### [What to produce]
Return every line of the listing from the one containing "the sheep — bbox it" down to the one containing "372,63 -> 387,80", both included, reproducing each line without change.

### [Information provided]
● ● ●

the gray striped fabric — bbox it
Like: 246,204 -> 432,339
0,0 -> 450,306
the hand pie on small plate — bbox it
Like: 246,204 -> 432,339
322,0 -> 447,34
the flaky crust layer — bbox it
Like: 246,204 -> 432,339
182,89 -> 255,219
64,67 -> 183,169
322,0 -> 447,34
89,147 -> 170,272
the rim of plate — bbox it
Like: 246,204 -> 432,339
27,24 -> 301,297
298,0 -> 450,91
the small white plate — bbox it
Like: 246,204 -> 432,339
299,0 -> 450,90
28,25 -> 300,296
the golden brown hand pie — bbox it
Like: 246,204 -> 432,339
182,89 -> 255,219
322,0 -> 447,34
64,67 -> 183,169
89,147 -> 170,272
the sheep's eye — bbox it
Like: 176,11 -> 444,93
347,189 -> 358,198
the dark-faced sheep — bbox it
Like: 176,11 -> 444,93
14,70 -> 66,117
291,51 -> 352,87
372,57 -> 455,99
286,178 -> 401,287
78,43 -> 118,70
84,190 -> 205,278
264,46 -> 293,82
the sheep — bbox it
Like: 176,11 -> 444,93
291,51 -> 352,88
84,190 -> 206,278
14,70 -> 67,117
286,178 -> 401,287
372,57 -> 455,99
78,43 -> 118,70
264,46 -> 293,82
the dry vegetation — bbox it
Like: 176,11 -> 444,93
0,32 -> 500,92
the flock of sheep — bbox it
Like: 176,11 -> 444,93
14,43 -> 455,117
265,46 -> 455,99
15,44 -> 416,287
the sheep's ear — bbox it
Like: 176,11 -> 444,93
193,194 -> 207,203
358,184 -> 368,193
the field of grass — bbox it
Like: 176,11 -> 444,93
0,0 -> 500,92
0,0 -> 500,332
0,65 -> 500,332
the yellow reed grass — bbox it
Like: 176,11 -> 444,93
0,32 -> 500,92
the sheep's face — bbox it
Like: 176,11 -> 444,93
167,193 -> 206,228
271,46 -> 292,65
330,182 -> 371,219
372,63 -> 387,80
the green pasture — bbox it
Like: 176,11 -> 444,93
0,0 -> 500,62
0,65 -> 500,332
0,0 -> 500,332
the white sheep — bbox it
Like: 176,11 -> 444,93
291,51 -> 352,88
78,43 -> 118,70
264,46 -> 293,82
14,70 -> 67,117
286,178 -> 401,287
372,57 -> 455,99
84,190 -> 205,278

● ● ●

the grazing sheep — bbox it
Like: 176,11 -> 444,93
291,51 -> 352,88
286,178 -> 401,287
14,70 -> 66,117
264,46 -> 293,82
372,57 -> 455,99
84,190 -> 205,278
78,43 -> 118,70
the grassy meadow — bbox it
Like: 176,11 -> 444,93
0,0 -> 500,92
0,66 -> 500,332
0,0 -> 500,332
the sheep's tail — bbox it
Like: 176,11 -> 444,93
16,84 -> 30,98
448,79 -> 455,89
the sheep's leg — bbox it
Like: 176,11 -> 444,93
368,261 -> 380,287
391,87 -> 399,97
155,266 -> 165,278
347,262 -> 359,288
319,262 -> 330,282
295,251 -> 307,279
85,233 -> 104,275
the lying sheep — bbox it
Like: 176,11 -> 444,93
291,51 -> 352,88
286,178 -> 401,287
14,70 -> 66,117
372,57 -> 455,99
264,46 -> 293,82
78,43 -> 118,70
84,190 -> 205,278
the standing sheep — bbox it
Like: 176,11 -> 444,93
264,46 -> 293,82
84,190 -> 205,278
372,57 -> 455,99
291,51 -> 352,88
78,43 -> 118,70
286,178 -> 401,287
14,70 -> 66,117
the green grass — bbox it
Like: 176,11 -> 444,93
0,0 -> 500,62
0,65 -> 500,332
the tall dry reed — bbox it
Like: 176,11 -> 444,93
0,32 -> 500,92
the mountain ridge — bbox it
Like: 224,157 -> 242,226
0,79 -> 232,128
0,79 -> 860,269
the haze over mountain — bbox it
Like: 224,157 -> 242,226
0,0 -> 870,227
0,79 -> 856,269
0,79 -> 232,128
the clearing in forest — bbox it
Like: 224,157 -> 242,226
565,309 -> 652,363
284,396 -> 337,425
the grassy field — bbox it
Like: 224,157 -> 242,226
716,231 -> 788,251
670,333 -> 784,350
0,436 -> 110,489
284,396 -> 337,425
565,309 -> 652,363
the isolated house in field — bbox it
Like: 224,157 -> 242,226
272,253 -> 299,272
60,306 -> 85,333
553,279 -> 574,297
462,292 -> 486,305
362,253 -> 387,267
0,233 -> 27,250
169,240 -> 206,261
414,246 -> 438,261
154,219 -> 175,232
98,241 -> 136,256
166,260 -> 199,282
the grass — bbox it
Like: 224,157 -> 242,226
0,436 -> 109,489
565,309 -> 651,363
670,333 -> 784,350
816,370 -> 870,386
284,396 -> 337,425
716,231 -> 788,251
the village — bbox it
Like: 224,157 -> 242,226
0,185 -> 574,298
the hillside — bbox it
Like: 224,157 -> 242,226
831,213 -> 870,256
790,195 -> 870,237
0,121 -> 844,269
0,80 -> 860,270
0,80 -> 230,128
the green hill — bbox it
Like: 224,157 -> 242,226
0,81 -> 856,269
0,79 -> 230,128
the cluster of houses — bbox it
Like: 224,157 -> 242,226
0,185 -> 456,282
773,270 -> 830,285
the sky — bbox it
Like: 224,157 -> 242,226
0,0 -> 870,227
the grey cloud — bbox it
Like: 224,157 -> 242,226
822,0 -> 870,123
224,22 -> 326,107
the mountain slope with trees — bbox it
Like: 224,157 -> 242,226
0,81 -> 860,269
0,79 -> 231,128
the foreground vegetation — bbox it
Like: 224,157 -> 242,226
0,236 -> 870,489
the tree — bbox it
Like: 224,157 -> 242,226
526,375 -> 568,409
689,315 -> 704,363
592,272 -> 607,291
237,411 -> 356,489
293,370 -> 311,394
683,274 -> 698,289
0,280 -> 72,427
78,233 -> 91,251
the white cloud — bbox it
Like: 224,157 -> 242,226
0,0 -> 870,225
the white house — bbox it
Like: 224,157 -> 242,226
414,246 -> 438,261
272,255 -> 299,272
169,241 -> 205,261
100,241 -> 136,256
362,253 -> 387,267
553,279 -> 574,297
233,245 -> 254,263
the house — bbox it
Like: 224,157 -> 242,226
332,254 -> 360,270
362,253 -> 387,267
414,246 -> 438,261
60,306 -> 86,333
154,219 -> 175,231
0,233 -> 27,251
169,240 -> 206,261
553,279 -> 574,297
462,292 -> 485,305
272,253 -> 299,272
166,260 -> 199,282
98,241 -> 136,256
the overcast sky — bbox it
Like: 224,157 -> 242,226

● ● ●

### [Response to the exercise]
the sheep — bbox it
Like: 176,11 -> 444,93
291,51 -> 352,88
84,190 -> 206,278
14,70 -> 67,117
286,178 -> 401,287
372,57 -> 455,99
78,43 -> 118,70
264,46 -> 293,82
the dry vegetation — bbox it
Like: 176,11 -> 444,93
0,32 -> 500,92
the flock of sheep — bbox it
Like: 176,11 -> 444,93
14,43 -> 455,117
265,46 -> 455,99
15,44 -> 416,287
the sheep's ear — bbox it
Like: 176,11 -> 444,93
193,194 -> 207,203
358,184 -> 368,193
the field of grass — bbox it
Like: 176,11 -> 444,93
0,0 -> 500,92
0,0 -> 500,332
0,65 -> 500,332
the yellow reed grass — bbox it
Like: 176,11 -> 444,93
0,32 -> 500,92
the sheep's face — bbox it
Like: 176,11 -> 444,93
167,193 -> 206,228
271,46 -> 292,65
330,182 -> 371,219
372,63 -> 387,80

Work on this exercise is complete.